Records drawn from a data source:
━━━━━━

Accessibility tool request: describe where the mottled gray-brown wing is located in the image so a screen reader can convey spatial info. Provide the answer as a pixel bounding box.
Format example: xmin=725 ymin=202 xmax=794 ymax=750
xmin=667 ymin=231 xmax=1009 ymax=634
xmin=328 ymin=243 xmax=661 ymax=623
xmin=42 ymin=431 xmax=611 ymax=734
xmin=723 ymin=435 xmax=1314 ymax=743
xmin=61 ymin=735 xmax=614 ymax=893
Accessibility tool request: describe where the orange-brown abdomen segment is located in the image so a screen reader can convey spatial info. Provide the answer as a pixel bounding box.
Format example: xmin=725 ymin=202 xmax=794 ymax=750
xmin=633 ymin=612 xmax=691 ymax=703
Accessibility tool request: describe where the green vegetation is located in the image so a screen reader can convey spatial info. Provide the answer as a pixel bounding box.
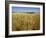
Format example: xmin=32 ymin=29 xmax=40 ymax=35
xmin=12 ymin=13 xmax=40 ymax=31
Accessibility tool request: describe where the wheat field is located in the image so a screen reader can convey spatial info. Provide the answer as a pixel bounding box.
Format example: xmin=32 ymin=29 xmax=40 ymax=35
xmin=12 ymin=13 xmax=40 ymax=31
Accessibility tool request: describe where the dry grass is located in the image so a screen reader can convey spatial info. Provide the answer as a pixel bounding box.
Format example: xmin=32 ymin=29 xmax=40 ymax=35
xmin=12 ymin=13 xmax=40 ymax=31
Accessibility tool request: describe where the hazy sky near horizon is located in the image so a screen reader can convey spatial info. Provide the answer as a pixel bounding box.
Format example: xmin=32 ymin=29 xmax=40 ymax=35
xmin=12 ymin=7 xmax=40 ymax=13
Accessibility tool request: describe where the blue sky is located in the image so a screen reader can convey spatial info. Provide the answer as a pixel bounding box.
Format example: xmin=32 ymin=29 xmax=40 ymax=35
xmin=12 ymin=7 xmax=40 ymax=12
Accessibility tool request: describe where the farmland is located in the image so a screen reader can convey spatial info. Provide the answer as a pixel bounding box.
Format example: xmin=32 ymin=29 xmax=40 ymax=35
xmin=12 ymin=13 xmax=40 ymax=31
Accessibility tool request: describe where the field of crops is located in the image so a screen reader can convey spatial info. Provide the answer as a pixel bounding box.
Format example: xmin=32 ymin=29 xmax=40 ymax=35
xmin=12 ymin=13 xmax=40 ymax=31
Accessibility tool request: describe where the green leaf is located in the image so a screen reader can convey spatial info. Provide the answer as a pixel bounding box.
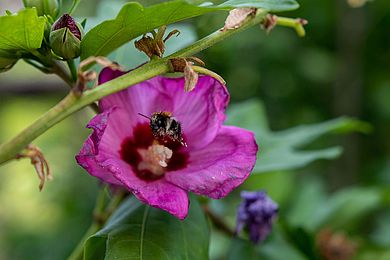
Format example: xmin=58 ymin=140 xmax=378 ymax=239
xmin=226 ymin=100 xmax=370 ymax=172
xmin=0 ymin=8 xmax=45 ymax=55
xmin=219 ymin=0 xmax=299 ymax=12
xmin=81 ymin=1 xmax=215 ymax=59
xmin=81 ymin=0 xmax=298 ymax=60
xmin=84 ymin=197 xmax=209 ymax=259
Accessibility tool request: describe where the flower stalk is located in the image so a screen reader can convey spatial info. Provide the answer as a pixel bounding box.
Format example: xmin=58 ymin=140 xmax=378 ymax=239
xmin=0 ymin=9 xmax=267 ymax=164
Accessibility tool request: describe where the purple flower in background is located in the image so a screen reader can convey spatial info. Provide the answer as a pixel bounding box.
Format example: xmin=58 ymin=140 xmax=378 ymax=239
xmin=76 ymin=68 xmax=257 ymax=219
xmin=236 ymin=191 xmax=278 ymax=243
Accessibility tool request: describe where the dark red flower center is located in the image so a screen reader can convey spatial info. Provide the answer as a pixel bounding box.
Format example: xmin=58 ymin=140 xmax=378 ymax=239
xmin=120 ymin=123 xmax=189 ymax=181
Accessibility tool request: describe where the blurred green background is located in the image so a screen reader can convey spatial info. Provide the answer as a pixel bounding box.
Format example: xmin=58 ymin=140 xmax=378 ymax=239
xmin=0 ymin=0 xmax=390 ymax=259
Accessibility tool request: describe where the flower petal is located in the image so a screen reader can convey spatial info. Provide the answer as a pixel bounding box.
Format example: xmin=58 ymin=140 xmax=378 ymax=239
xmin=99 ymin=67 xmax=172 ymax=125
xmin=161 ymin=76 xmax=229 ymax=148
xmin=100 ymin=158 xmax=189 ymax=219
xmin=165 ymin=126 xmax=257 ymax=199
xmin=99 ymin=68 xmax=229 ymax=148
xmin=76 ymin=110 xmax=121 ymax=185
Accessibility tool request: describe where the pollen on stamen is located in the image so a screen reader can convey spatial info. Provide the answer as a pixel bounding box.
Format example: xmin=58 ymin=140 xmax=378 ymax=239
xmin=137 ymin=144 xmax=173 ymax=175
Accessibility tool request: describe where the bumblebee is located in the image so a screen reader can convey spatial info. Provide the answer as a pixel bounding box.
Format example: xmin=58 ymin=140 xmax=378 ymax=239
xmin=138 ymin=111 xmax=187 ymax=146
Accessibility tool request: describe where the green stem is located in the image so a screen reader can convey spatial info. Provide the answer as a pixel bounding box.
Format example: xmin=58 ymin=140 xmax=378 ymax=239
xmin=0 ymin=11 xmax=267 ymax=164
xmin=51 ymin=60 xmax=75 ymax=87
xmin=69 ymin=0 xmax=80 ymax=15
xmin=66 ymin=60 xmax=77 ymax=82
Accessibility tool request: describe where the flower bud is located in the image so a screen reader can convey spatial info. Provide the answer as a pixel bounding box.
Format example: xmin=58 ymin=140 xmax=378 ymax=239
xmin=50 ymin=14 xmax=83 ymax=60
xmin=23 ymin=0 xmax=59 ymax=18
xmin=236 ymin=191 xmax=278 ymax=243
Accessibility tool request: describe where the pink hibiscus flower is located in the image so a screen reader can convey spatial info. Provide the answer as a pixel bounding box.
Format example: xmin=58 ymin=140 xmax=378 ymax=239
xmin=76 ymin=68 xmax=257 ymax=219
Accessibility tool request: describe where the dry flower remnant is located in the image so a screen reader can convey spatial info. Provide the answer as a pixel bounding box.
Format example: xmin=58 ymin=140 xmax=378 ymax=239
xmin=221 ymin=8 xmax=257 ymax=31
xmin=16 ymin=144 xmax=53 ymax=191
xmin=76 ymin=68 xmax=257 ymax=219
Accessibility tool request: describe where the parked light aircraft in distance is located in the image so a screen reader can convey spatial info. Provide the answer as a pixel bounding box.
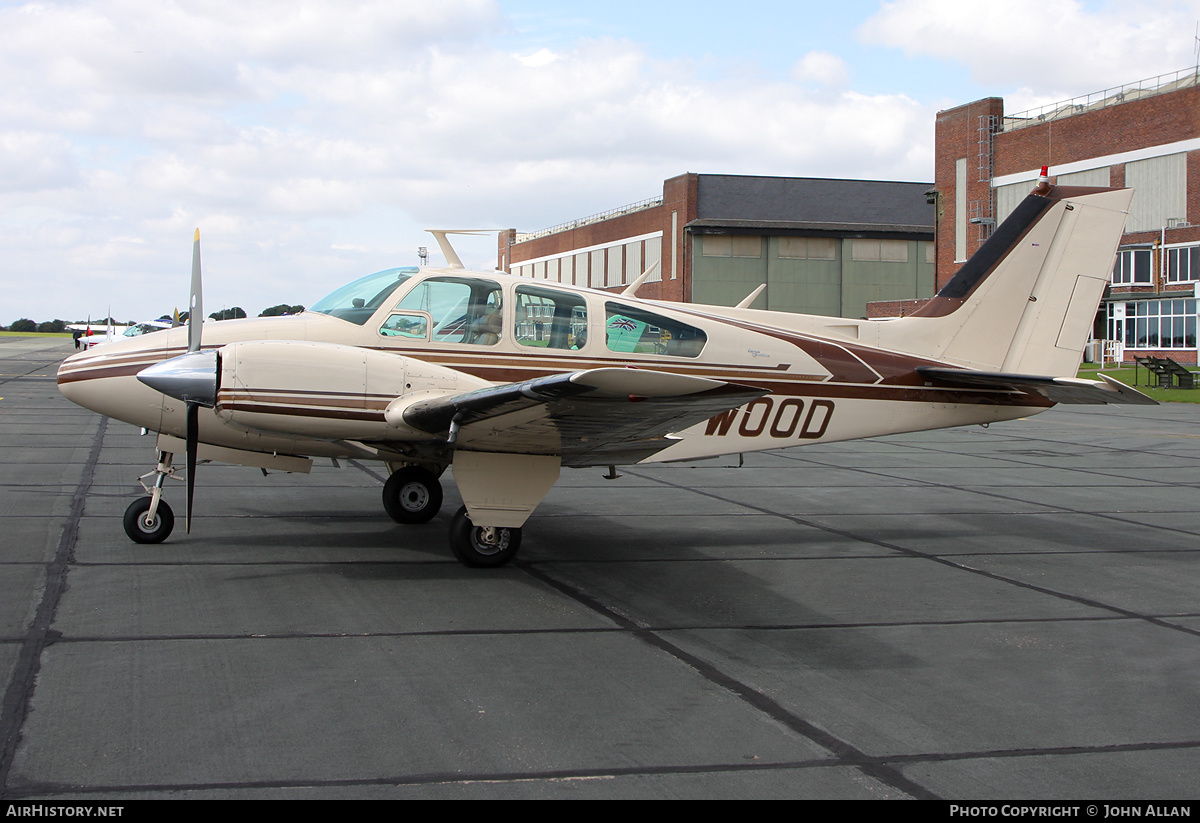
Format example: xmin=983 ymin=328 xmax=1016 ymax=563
xmin=58 ymin=176 xmax=1154 ymax=566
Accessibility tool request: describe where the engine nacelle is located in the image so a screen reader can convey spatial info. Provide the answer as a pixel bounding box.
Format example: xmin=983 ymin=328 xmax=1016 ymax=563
xmin=214 ymin=341 xmax=491 ymax=440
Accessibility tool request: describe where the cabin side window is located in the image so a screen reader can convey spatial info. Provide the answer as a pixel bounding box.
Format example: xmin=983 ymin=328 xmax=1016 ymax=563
xmin=395 ymin=277 xmax=504 ymax=346
xmin=515 ymin=286 xmax=588 ymax=350
xmin=605 ymin=302 xmax=708 ymax=358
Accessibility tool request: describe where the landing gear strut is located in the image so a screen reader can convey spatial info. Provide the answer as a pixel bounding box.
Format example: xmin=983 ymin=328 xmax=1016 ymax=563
xmin=450 ymin=506 xmax=521 ymax=569
xmin=124 ymin=451 xmax=175 ymax=543
xmin=383 ymin=465 xmax=442 ymax=523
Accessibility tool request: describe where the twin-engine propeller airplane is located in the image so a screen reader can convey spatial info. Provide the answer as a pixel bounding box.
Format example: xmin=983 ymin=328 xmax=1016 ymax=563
xmin=58 ymin=176 xmax=1154 ymax=566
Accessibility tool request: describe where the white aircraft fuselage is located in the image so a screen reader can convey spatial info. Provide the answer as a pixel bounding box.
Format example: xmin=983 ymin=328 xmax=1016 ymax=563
xmin=59 ymin=187 xmax=1152 ymax=565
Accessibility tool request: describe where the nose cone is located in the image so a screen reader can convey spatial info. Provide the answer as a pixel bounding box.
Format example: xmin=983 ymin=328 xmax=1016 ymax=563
xmin=138 ymin=349 xmax=221 ymax=408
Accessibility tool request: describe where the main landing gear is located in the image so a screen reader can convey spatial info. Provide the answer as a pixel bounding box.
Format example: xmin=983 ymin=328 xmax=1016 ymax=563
xmin=450 ymin=506 xmax=521 ymax=569
xmin=124 ymin=451 xmax=175 ymax=543
xmin=383 ymin=465 xmax=442 ymax=523
xmin=383 ymin=465 xmax=521 ymax=569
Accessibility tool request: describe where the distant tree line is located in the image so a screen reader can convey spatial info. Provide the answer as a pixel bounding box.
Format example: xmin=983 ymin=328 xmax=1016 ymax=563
xmin=0 ymin=302 xmax=304 ymax=334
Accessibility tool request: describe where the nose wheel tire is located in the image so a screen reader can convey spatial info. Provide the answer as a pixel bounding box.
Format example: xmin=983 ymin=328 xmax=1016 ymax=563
xmin=383 ymin=465 xmax=442 ymax=523
xmin=450 ymin=506 xmax=521 ymax=569
xmin=125 ymin=497 xmax=175 ymax=543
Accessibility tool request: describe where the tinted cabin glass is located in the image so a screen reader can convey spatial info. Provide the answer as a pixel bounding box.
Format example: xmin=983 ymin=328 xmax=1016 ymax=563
xmin=396 ymin=277 xmax=504 ymax=346
xmin=605 ymin=302 xmax=708 ymax=358
xmin=311 ymin=268 xmax=418 ymax=325
xmin=516 ymin=286 xmax=588 ymax=349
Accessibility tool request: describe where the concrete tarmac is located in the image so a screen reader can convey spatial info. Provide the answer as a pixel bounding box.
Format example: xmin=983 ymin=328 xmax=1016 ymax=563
xmin=0 ymin=337 xmax=1200 ymax=803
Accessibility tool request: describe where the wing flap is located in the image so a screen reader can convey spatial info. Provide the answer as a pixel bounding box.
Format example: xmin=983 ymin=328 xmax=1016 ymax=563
xmin=389 ymin=368 xmax=767 ymax=467
xmin=917 ymin=366 xmax=1158 ymax=406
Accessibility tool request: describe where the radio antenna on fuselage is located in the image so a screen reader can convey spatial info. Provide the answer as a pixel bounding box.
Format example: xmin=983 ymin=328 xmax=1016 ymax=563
xmin=425 ymin=229 xmax=503 ymax=269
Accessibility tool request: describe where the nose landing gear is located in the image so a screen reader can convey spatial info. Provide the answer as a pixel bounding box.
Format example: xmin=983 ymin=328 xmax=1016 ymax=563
xmin=122 ymin=451 xmax=175 ymax=543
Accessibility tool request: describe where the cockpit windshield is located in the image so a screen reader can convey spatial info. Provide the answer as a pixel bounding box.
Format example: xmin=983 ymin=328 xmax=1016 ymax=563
xmin=308 ymin=266 xmax=420 ymax=325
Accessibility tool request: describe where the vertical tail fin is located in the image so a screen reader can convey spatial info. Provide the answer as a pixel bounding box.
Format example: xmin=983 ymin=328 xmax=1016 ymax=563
xmin=881 ymin=186 xmax=1133 ymax=377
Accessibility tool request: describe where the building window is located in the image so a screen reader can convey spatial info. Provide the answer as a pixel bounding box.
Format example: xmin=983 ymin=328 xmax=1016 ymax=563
xmin=779 ymin=238 xmax=838 ymax=260
xmin=1112 ymin=248 xmax=1151 ymax=286
xmin=605 ymin=302 xmax=708 ymax=358
xmin=850 ymin=240 xmax=908 ymax=263
xmin=1109 ymin=298 xmax=1196 ymax=349
xmin=1166 ymin=246 xmax=1200 ymax=283
xmin=700 ymin=234 xmax=762 ymax=257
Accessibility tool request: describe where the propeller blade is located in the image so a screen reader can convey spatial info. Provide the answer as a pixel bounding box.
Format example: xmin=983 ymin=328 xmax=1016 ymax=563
xmin=187 ymin=229 xmax=204 ymax=352
xmin=184 ymin=403 xmax=200 ymax=534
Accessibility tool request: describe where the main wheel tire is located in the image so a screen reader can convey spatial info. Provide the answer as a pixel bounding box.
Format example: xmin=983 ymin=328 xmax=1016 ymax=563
xmin=124 ymin=497 xmax=175 ymax=543
xmin=450 ymin=506 xmax=521 ymax=569
xmin=383 ymin=465 xmax=442 ymax=523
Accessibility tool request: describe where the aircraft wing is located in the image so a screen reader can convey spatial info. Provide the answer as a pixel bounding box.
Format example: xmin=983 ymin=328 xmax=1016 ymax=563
xmin=386 ymin=368 xmax=768 ymax=467
xmin=917 ymin=366 xmax=1158 ymax=406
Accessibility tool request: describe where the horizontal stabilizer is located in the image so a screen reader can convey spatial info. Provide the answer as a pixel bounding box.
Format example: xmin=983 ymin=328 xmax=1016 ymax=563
xmin=386 ymin=368 xmax=767 ymax=465
xmin=917 ymin=366 xmax=1158 ymax=406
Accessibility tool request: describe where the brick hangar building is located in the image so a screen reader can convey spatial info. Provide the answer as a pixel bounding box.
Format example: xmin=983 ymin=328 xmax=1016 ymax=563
xmin=498 ymin=68 xmax=1200 ymax=365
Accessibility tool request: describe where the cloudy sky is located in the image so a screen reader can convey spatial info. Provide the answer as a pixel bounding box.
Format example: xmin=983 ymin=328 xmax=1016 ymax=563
xmin=0 ymin=0 xmax=1200 ymax=325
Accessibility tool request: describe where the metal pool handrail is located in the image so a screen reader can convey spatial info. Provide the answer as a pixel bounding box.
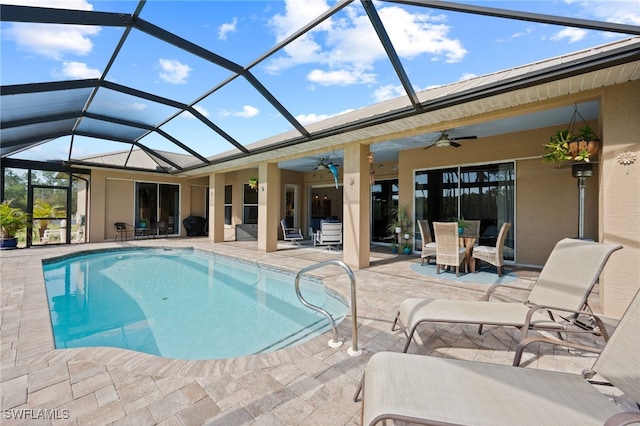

━━━━━━

§ TO BE DONE:
From the listing above, pull out word for word the lines that begin with the one containing "Accessibility tool request: describe where the green leaf" and continue through the one containing "xmin=137 ymin=144 xmax=173 ymax=175". Leave the pictures out of your answer.

§ SOLUTION TO THIS PROBLEM:
Accessibility tool request: describe where the green leaf is located in the image so a screen reader can convey spatial info. Provide the answer as a pixel bounding box.
Format example: xmin=58 ymin=140 xmax=378 ymax=239
xmin=226 ymin=100 xmax=370 ymax=172
xmin=0 ymin=8 xmax=45 ymax=55
xmin=219 ymin=0 xmax=299 ymax=12
xmin=81 ymin=1 xmax=215 ymax=59
xmin=81 ymin=0 xmax=298 ymax=60
xmin=84 ymin=197 xmax=209 ymax=259
Accessibility tool request: describe where the flower stalk is located in the image so a screen reader can convey spatial info. Provide the answer as a pixel bounding box.
Format example: xmin=58 ymin=140 xmax=378 ymax=239
xmin=0 ymin=9 xmax=267 ymax=164
Accessibility tool request: describe where the purple flower in background is located in the image so a screen reader can convey spatial info. Provide the answer as a pixel bounding box.
Format example: xmin=58 ymin=140 xmax=378 ymax=239
xmin=76 ymin=68 xmax=257 ymax=219
xmin=236 ymin=191 xmax=278 ymax=243
Accessibility tool request: describe where the dark red flower center is located in the image so a screen reader can convey spatial info. Provide the answer as a pixel bounding box.
Format example: xmin=58 ymin=140 xmax=378 ymax=239
xmin=120 ymin=123 xmax=189 ymax=181
Accessibility tool request: describe where the blurred green background is located in the image so a screen reader can convey spatial info. Provide the answer as a pixel bounding box.
Format example: xmin=58 ymin=140 xmax=378 ymax=239
xmin=0 ymin=0 xmax=390 ymax=259
Accessibility tool request: describe where the flower petal is located in the image so a screen reader can convey spatial info. Provide the answer as a pixel bounding box.
Format example: xmin=58 ymin=140 xmax=378 ymax=239
xmin=99 ymin=67 xmax=172 ymax=125
xmin=161 ymin=76 xmax=229 ymax=148
xmin=100 ymin=158 xmax=189 ymax=219
xmin=165 ymin=126 xmax=257 ymax=199
xmin=99 ymin=68 xmax=229 ymax=148
xmin=76 ymin=110 xmax=121 ymax=185
Accessibility tool request: describe where the pollen on stamen is located in the image so a screen reader can convey spatial info. Provide the answer as a pixel bounding box.
Format example: xmin=58 ymin=140 xmax=378 ymax=239
xmin=137 ymin=144 xmax=173 ymax=175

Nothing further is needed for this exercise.